Text shown.
◆ ◆ ◆
Gd (III) complexes are currently the most frequently used contrast agents to enhance cerebral pathologies using T_1w Magnetic Resonance Imaging. Clinically available Gd(III) chelates depict appropriate safety profiles, with very high stability constants difficulting transmetallation, and relatively fast renal elimination rates, decreasing systemic accumulation^1,2. These circumstances limit appropriately their potentially toxic repercussions and underlie their enormous clinical success. However, some Gd(III) chelates were shown to induce important toxicity responses as the nephrogenic systemic fibrosis (NSF) syndrome³, and a recent study showed that even healthy patients who received Gd(III) based contrast agents, presented Gd(III) accumulation in the brain, mainly in the globus pallidus and the dentate nucleus⁴. On these grounds we thought it would useful to characterize in more detail the pharmacokinetics of Gd(III)DTPA (Magnevist) in different brain structures after intravenous administration to healthy mice. We report here accurate measurements of the uptake, elimination and half-life of Magnevist (Gd(III) DTPA) in different regions of the healthy mouse brain. Our results show that the clearance of Magnevist varied widely in the brain regions analized, being faster in the cerebrospinal fluid of cerebral ventricles and subdural space and very much slower in the cortex, hypothalamus, globus pallidus and dentate nucleus.Animal protocols were approved by appropriate institutional committees. Adult C57BL6J male mice (30 g, n=6) were anesthetized with isofluorane/oxygen (2%) mixtures, their temperature maintained at 37⁰C during scanning with a recirculating water bath. T₁-weighted images of the mouse brain (MSME sequence, TE: 10.64ms, TR: 400ms, 3 Averages, 256x256, 14 slices) were successively acquired (3,84 min acquisition each) before (5 images) and after (80 images) Gd(III)DTPA injection (0,3M/100 mL) in the tail vein. Images were analyzed using Image J software, fitting intensity changes to a biexponential model $$$(I=a\cdot e^{-k_{absb}\cdot t}+b\cdot e^{-k_{el}\cdot t})$$$ with R software yielding rate constants of Magnevist absorption (k_abs) and the elimination (k_el) in seven manually selected regions of the brain, including: cortex, hypothalamus, lateral ventricles, third ventricle, subdural space, dentate nucleus and globus pallidus (Figure 1).
◆ ◆ ◆
Write the next part of the report on Magnevist clearance in the healthy mouse brain, picking up after its last sentence. The rows after this come from an unrelated source.
◆ ◆ ◆
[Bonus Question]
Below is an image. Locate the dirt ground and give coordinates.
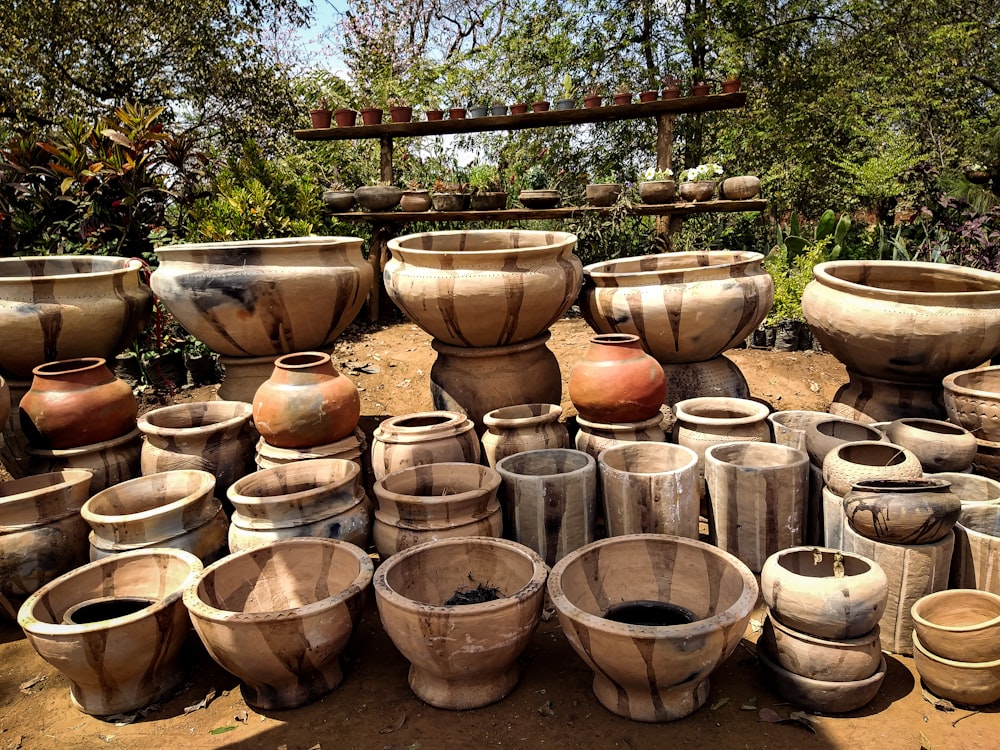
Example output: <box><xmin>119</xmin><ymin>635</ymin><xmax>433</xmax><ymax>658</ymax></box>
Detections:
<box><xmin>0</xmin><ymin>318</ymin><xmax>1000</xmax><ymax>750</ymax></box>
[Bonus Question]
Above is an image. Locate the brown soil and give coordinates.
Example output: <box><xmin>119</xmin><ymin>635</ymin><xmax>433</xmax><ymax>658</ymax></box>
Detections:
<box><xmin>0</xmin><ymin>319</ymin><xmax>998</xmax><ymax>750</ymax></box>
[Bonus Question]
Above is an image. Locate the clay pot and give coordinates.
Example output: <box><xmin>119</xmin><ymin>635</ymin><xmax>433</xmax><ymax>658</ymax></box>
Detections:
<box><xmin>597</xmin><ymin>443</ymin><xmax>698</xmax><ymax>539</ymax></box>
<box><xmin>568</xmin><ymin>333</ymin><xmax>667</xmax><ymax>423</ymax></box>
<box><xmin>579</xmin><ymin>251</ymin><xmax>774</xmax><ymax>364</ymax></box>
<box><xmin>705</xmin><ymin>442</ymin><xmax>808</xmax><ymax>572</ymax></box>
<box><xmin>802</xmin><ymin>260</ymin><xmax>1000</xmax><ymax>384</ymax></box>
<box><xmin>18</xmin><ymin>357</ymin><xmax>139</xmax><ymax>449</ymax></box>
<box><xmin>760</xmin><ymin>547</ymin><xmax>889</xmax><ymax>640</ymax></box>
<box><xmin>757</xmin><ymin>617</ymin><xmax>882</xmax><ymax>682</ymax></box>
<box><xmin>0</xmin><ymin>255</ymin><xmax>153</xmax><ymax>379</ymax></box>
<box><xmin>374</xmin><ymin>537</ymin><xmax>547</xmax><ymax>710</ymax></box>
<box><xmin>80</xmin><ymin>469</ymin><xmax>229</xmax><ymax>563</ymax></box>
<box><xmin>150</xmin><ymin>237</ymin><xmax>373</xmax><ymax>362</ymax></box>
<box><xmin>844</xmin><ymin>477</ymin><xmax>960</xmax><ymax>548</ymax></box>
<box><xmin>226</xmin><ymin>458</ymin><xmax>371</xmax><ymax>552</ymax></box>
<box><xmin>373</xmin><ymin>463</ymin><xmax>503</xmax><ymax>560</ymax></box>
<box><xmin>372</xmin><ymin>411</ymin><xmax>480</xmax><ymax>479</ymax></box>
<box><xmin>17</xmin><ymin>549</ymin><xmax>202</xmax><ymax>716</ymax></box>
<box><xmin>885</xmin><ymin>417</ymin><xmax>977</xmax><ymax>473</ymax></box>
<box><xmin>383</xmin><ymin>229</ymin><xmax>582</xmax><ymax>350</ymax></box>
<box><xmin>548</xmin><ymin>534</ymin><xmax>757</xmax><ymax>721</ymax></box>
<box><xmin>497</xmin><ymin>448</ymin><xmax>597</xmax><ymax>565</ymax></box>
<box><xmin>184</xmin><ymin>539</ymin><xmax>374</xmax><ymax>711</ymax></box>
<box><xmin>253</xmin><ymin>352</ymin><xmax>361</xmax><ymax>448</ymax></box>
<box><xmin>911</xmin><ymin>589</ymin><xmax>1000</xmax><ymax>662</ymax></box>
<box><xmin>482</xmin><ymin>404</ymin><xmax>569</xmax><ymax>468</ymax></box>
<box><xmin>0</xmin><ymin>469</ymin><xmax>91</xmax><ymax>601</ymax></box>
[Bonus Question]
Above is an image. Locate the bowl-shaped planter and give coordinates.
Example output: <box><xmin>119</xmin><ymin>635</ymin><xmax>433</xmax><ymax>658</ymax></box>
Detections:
◆ ◆ ◆
Task answer.
Figure 2 shows representative results of the biexponential fittings in the different regions investigated. The ventricles and subdural space depict a faster intensity loss, revealing a fast elimination of Magnevist. However, in the cortex, hypothalamus, dentate nucleus and globus pallidus, the elimination was remarkably slower, indicating a much longer residence time of Magnevist in those regions. Table 1 summarizes the absorption and elimination rate constants, mean half-life, and time to 99% signal loss in of these region.

Calculated k_abs showed the rapid absorption in the highly permeable ventricles and hypothalamus, slowing down significantly in cortex, subdural space, globus pallidus and dentante nucleus (Figure 2). The half-life and the time when the intensity has a value equal to 0.01% of the initial intensity value depicted rapid clearance from the ventricles and subdural space. However, clearing 99% of the agent (t_99%) required 617 h. in the cortex, 245 h in the globus pallidus and approximately 100h in hypothalamus and dentate nucleus, revealing very high residence time of Magnevist in those regions. Considering the injected dose is approximatelly, 10 mmol/g body weight, it is easy to infer that, even after 99% Gd(III)DTPA has been cleared, significant amounts of Magnevist remain trapped to different extents in cerebral tissues.

Our results show that, despite Magnevist is quickly cleared from cerebral ventricles and subdural space, we detect a long high half-life of Magnevist in cerebral regions as cortex, hypothalamus, globus pallidus and dentate nucleus. These results reveal that MRI detectable Magnevist concentrations remain trapped in specific brain regions long time after the MRI scan.